• _Exercise materials_:
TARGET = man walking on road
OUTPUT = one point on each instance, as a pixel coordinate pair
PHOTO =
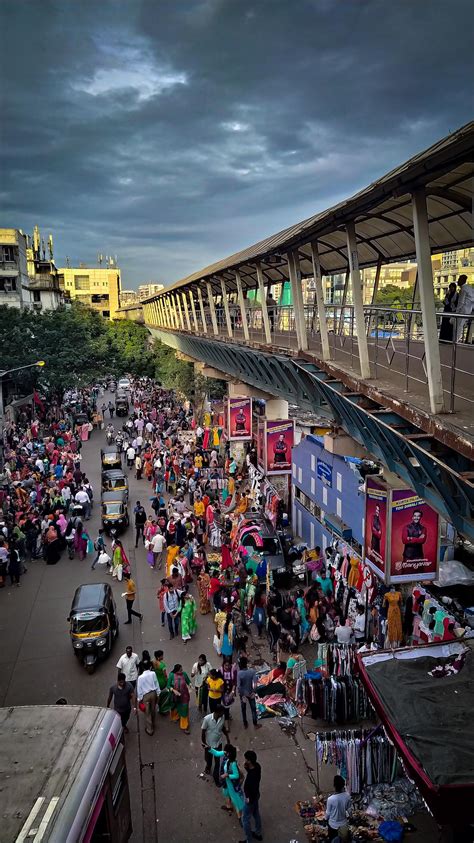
(212, 731)
(147, 691)
(252, 796)
(171, 607)
(246, 679)
(99, 547)
(128, 665)
(130, 595)
(140, 520)
(158, 548)
(123, 695)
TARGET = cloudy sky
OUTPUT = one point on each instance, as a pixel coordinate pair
(174, 132)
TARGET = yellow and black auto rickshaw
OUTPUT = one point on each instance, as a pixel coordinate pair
(110, 457)
(93, 623)
(114, 480)
(115, 511)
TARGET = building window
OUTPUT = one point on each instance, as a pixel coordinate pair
(81, 282)
(8, 285)
(7, 253)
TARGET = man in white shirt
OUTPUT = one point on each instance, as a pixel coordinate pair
(337, 810)
(465, 305)
(158, 547)
(128, 664)
(83, 498)
(147, 691)
(130, 455)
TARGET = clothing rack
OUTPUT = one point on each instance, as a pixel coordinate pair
(362, 756)
(340, 699)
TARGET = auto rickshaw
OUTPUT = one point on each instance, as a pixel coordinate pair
(122, 406)
(110, 457)
(114, 480)
(115, 511)
(93, 623)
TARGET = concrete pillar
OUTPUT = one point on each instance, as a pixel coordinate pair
(212, 308)
(193, 310)
(243, 311)
(357, 301)
(184, 299)
(318, 280)
(298, 305)
(179, 313)
(201, 308)
(263, 300)
(225, 304)
(428, 310)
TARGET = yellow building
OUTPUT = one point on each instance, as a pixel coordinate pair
(97, 287)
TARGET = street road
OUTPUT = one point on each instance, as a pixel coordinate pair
(170, 801)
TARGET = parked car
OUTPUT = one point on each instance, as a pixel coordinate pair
(257, 533)
(115, 511)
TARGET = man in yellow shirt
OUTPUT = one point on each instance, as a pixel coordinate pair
(199, 508)
(130, 595)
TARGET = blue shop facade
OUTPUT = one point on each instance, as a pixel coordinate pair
(328, 500)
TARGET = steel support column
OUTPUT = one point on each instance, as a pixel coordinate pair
(263, 300)
(201, 308)
(297, 295)
(212, 308)
(179, 311)
(193, 310)
(428, 310)
(243, 312)
(318, 279)
(358, 302)
(184, 299)
(225, 303)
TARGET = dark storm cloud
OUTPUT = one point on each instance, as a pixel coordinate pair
(174, 133)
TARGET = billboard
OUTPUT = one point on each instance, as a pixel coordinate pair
(279, 441)
(401, 534)
(376, 499)
(414, 548)
(261, 443)
(239, 418)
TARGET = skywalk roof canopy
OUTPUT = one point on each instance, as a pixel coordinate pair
(382, 214)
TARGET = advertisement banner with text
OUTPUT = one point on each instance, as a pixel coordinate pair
(240, 418)
(376, 526)
(279, 441)
(414, 540)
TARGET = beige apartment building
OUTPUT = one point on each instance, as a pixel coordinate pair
(97, 287)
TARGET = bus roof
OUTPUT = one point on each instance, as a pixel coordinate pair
(54, 759)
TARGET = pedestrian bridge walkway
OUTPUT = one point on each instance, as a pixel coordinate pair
(385, 375)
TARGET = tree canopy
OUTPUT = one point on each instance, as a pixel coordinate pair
(76, 344)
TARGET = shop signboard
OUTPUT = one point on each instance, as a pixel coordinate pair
(414, 538)
(324, 472)
(376, 499)
(239, 418)
(279, 441)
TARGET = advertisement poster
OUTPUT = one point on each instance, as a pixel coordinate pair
(324, 472)
(414, 538)
(280, 436)
(261, 444)
(240, 418)
(376, 526)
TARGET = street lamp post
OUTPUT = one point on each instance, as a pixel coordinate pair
(4, 373)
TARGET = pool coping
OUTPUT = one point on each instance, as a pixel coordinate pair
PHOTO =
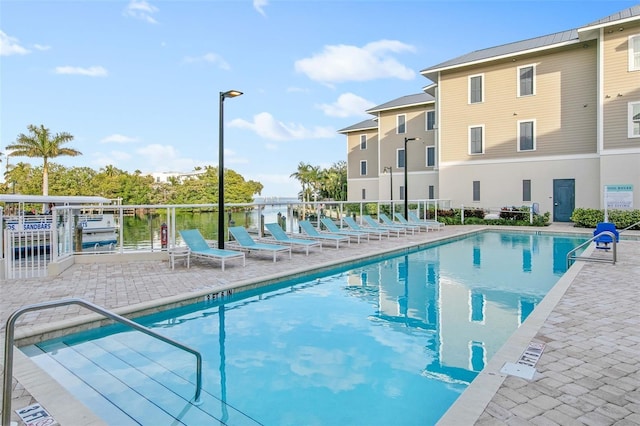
(66, 408)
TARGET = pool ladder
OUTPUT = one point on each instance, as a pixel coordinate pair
(9, 341)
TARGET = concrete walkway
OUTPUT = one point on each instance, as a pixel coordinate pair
(573, 360)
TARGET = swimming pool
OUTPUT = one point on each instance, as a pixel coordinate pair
(393, 341)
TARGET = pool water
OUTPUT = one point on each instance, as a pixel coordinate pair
(394, 341)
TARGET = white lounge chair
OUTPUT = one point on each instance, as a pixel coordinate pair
(282, 237)
(246, 242)
(199, 248)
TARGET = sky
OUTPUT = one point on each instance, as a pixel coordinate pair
(138, 82)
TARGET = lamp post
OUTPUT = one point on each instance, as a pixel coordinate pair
(390, 170)
(223, 96)
(406, 191)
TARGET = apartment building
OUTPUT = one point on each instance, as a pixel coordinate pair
(550, 120)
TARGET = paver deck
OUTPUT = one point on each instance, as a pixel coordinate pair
(589, 372)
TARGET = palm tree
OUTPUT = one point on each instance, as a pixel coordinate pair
(39, 143)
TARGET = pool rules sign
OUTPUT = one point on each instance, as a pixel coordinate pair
(617, 197)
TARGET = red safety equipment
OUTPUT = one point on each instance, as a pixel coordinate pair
(164, 235)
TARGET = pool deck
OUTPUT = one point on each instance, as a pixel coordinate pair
(589, 372)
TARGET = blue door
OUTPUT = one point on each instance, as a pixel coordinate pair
(564, 199)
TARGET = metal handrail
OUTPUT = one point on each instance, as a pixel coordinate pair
(9, 341)
(614, 250)
(631, 226)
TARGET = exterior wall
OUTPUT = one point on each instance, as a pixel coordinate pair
(501, 183)
(419, 175)
(357, 182)
(564, 106)
(620, 87)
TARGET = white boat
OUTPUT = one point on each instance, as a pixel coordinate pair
(98, 229)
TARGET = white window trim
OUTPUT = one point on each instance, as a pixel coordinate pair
(484, 139)
(426, 121)
(426, 156)
(630, 120)
(398, 124)
(365, 167)
(398, 158)
(533, 88)
(534, 135)
(469, 89)
(632, 53)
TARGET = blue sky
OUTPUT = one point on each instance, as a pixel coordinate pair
(137, 82)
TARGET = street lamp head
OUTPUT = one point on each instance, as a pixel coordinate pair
(230, 94)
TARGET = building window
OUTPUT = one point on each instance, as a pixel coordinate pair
(431, 156)
(634, 53)
(401, 124)
(400, 158)
(476, 306)
(526, 80)
(476, 90)
(475, 140)
(363, 168)
(476, 190)
(634, 119)
(477, 356)
(526, 137)
(431, 120)
(526, 190)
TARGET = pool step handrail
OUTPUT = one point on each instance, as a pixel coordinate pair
(9, 342)
(614, 250)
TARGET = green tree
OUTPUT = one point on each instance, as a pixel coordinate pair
(39, 143)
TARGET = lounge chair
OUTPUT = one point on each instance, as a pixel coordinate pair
(312, 232)
(603, 241)
(199, 247)
(413, 218)
(333, 228)
(385, 220)
(282, 237)
(246, 242)
(374, 224)
(404, 221)
(353, 225)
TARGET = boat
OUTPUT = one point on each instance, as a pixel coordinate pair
(21, 218)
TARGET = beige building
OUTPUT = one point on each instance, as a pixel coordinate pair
(550, 120)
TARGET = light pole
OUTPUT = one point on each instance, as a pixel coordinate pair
(223, 96)
(390, 170)
(406, 191)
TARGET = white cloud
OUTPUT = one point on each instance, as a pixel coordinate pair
(41, 47)
(118, 138)
(94, 71)
(10, 46)
(347, 105)
(211, 58)
(141, 9)
(341, 63)
(266, 126)
(259, 6)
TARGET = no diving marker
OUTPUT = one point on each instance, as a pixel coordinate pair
(36, 415)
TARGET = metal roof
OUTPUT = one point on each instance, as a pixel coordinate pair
(518, 47)
(623, 15)
(363, 125)
(403, 102)
(57, 199)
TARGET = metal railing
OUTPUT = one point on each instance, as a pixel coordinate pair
(614, 250)
(9, 341)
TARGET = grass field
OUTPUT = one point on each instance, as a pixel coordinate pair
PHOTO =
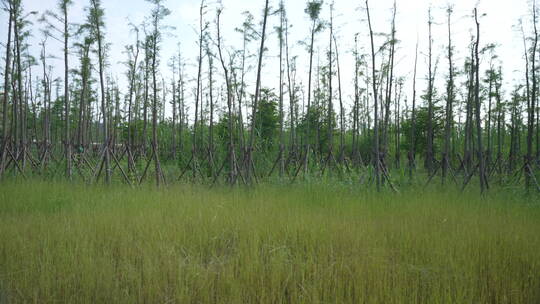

• _What to produce_:
Write the entries above out again exactly, but not the pictures.

• _Exercise response_:
TARGET = man walking on road
OUTPUT = one point on each instance, as a pixel coordinate pair
PHOTO =
(212, 731)
(147, 691)
(252, 796)
(171, 607)
(246, 679)
(99, 547)
(128, 665)
(130, 595)
(140, 520)
(158, 548)
(123, 695)
TARGET = cloudy sky
OUTPUT = one point on each instance, as a pixel coordinate pair
(174, 132)
TARGET = yellow and black auto rickshaw
OUTPUT = one point on each instance, as a pixel coordinate pair
(110, 457)
(93, 623)
(114, 480)
(115, 511)
TARGET = building window
OUTPUT = one point on each instance, as a pixel coordinate pair
(81, 282)
(8, 285)
(7, 253)
TARGET = man in white shirt
OUTPUT = one point on each instance, as a pixel coordinate pair
(337, 810)
(465, 305)
(158, 547)
(128, 664)
(83, 498)
(147, 691)
(130, 455)
TARGET = clothing rack
OUTPUT = one point on each instance, as a pixel coordinate pair
(362, 756)
(340, 699)
TARGET = auto rickshaw
OUTPUT = one point on each instance, as a pixel coordinate pair
(122, 406)
(110, 457)
(114, 480)
(115, 511)
(93, 623)
TARGET = concrete pillar
OUTPUT = one point on each instance, as a pixel coordinate pair
(212, 308)
(193, 310)
(243, 311)
(357, 301)
(184, 299)
(318, 280)
(298, 305)
(179, 313)
(201, 308)
(263, 300)
(225, 304)
(428, 310)
TARGET = yellow building
OUTPUT = one point on each instance, as a pixel coordinate pair
(97, 287)
TARGET = street road
OUTPUT = one point on each instance, as a pixel coordinate pair
(170, 801)
TARGET = parked car
OUTPUT = one point on each instance, as a pixel coordinate pair
(257, 533)
(115, 511)
TARGET = man in yellow shirt
OUTPUT = one point on each instance, as a pixel coordinate pair
(199, 508)
(130, 595)
TARGET = blue shop facade
OUTPUT = one point on each instance, as a pixel coordinate pair
(328, 500)
TARGET = steel support column
OUTPUT = one point on each instance, as a pixel coordinate pair
(263, 300)
(201, 308)
(297, 295)
(212, 308)
(179, 311)
(193, 310)
(428, 310)
(243, 312)
(318, 279)
(358, 302)
(184, 299)
(225, 303)
TARGET = dark storm cloud
OUTPUT = one point on each instance, as a pixel coordinate pair
(174, 133)
TARGET = billboard
OUTPUT = one point on each instance, as a pixel coordinate pair
(279, 441)
(401, 534)
(376, 499)
(414, 548)
(261, 443)
(239, 418)
TARGET = skywalk roof canopy
OUTPUT = one point on each instance, as a pixel coordinate pair
(382, 214)
TARGET = advertisement banner with text
OUTPUT = one point on each instance, as a pixel coordinate pair
(240, 418)
(376, 526)
(279, 441)
(414, 540)
TARGET = beige apartment building
OUTPUT = one point on each instance, as a pixel coordinate pair
(97, 287)
TARGET = bus roof
OUTPUT = one point on each instance, as a pixel coordinate pair
(54, 759)
TARGET = pedestrian bridge walkway
OUTPUT = one point on each instance, as a pixel coordinate pair
(385, 375)
TARGET = tree canopy
OUTPUT = one point on each instance, as a pixel coordinate pair
(76, 344)
TARGET = shop signboard
OUTPUT = one point on each instance, as a pixel coordinate pair
(414, 538)
(324, 472)
(376, 499)
(239, 418)
(279, 441)
TARGET = advertisement poster
OUTPUT = one point on each instance, as a pixel coordinate pair
(324, 472)
(414, 538)
(280, 436)
(261, 444)
(240, 418)
(376, 526)
TARGET = street lamp post
OUTPUT = one point on each instance, as a pixel coordinate pair
(4, 373)
TARGET = pool coping
OUTPUT = one point on each instance, as a pixel coordinate pair
PHOTO =
(66, 408)
TARGET = pool ladder
OUTPUT = one point on each instance, as a pixel coordinate pair
(9, 341)
TARGET = concrete walkway
OUTPUT = one point on each instance, as a pixel coordinate pair
(573, 360)
TARGET = swimming pool
OUTPUT = one point on each instance, as a pixel coordinate pair
(393, 341)
TARGET = pool water
OUTPUT = one point on each instance, as a pixel coordinate pair
(394, 341)
TARGET = white lounge chair
OUTPUT = one point on each instance, as a pixel coordinate pair
(282, 237)
(246, 242)
(199, 248)
TARGET = sky
OUTPUT = one point on each instance, as a pixel coordinate pair
(138, 82)
TARGET = lamp post
OUTPUT = one point on each instance, as a pixel coordinate pair
(390, 170)
(223, 96)
(406, 191)
TARGET = apartment building
OUTPUT = one point on each instance, as a pixel coordinate pair
(550, 120)
TARGET = paver deck
OUTPUT = one point on each instance, as a pixel coordinate pair
(589, 372)
TARGET = palm tree
OUTPUT = one point on each instance, as a pixel coordinate pair
(39, 143)
TARGET = pool rules sign
OUTPUT = one point on each instance, as a pixel coordinate pair
(617, 197)
TARGET = red safety equipment
OUTPUT = one point on each instance, as a pixel coordinate pair
(164, 235)
TARGET = pool deck
OUTPUT = one point on each instance, as a pixel coordinate pair
(589, 372)
TARGET = blue door
OUTPUT = one point on each instance, as a pixel coordinate pair
(564, 199)
TARGET = metal handrail
OUTPUT = one point on each instance, as a pixel coordinate pair
(9, 341)
(614, 250)
(631, 226)
TARGET = exterior wall
OUTPUT = one point on each instance, as a pixel coordinate pair
(501, 183)
(419, 175)
(357, 182)
(564, 106)
(620, 87)
TARGET = white boat
OUTPUT = one point on each instance, as a pixel coordinate pair
(98, 229)
TARGET = white window trim
OUTPUT = one point on each instance, as a pixel coordinate pair
(484, 139)
(426, 121)
(426, 156)
(630, 120)
(398, 124)
(365, 167)
(398, 158)
(533, 88)
(534, 135)
(469, 89)
(632, 53)
TARGET = blue sky
OUTPUT = one point on each instance, as a pixel coordinate pair
(137, 82)
TARGET = street lamp head
OUTPUT = one point on each instance, as a pixel coordinate pair
(230, 94)
TARGET = building window
OUTPUT = one point on each instance, as a pixel coordinate pair
(431, 156)
(634, 53)
(401, 124)
(400, 158)
(476, 306)
(526, 80)
(476, 90)
(475, 140)
(363, 168)
(476, 190)
(634, 119)
(477, 356)
(526, 137)
(431, 120)
(526, 190)
TARGET = pool step handrail
OUTPUT = one point on each instance, as a pixel coordinate pair
(9, 342)
(614, 250)
TARGET = green tree
OUTPUT = one point on each instance, as a pixel coordinate pair
(39, 143)
TARGET = lounge chair
OUTPUT = one point on each instance, as a pixel coordinate pair
(312, 232)
(603, 241)
(199, 247)
(413, 218)
(333, 228)
(385, 220)
(282, 237)
(246, 242)
(374, 224)
(404, 221)
(353, 225)
TARGET = boat
OUTPUT = one point on each instance, as a pixel coordinate pair
(21, 218)
TARGET = beige building
OUTPUT = one point on each instance, as a pixel coordinate pair
(550, 120)
TARGET = light pole
OUTPUT = one point on each instance, as a pixel coordinate pair
(223, 96)
(390, 170)
(406, 191)
TARGET = white cloud
OUTPUT = one point on each instance, as a pixel coordinate pair
(41, 47)
(118, 138)
(94, 71)
(10, 46)
(347, 105)
(211, 58)
(141, 9)
(341, 63)
(266, 126)
(259, 6)
TARGET = no diving marker
OUTPUT = one point on each instance, as a pixel coordinate pair
(36, 415)
TARGET = metal roof
OUTPUT = one point on each instance, as a pixel coordinate pair
(518, 47)
(623, 15)
(363, 125)
(403, 102)
(57, 199)
TARGET = metal railing
OUTPUT = one point on each instance, as a pixel coordinate pair
(614, 250)
(9, 341)
TARGET = grass field
OUTPUT = one point on each instance, as a pixel coordinate pair
PHOTO =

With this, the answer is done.